* [SCOPO DEL COMPITO] Disponi tutte le righe dei record qui sotto in una tabella Markdown con due colonne, «N.» per il numero della riga e «Riga» per il suo testo. Salta le righe vuote e lascia fuori le immagini.

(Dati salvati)
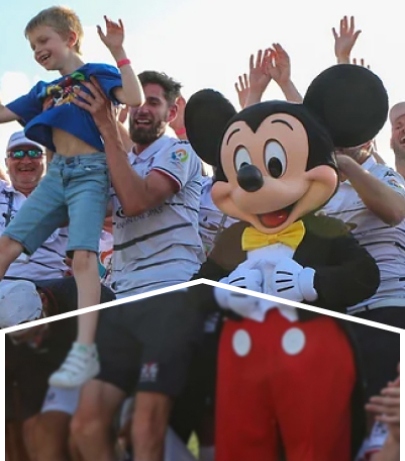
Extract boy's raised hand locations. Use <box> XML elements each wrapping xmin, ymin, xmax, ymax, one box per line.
<box><xmin>97</xmin><ymin>16</ymin><xmax>124</xmax><ymax>59</ymax></box>
<box><xmin>235</xmin><ymin>74</ymin><xmax>250</xmax><ymax>109</ymax></box>
<box><xmin>332</xmin><ymin>16</ymin><xmax>361</xmax><ymax>64</ymax></box>
<box><xmin>266</xmin><ymin>43</ymin><xmax>291</xmax><ymax>87</ymax></box>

* [ECCO LA RISPOSTA]
| N. | Riga |
|---|---|
| 1 | Extract boy's raised hand locations. Use <box> XML elements each wrapping xmin, ymin, xmax, ymax, one box per line. |
| 2 | <box><xmin>97</xmin><ymin>16</ymin><xmax>124</xmax><ymax>59</ymax></box> |
| 3 | <box><xmin>235</xmin><ymin>74</ymin><xmax>250</xmax><ymax>109</ymax></box> |
| 4 | <box><xmin>332</xmin><ymin>16</ymin><xmax>361</xmax><ymax>64</ymax></box> |
| 5 | <box><xmin>266</xmin><ymin>43</ymin><xmax>291</xmax><ymax>87</ymax></box> |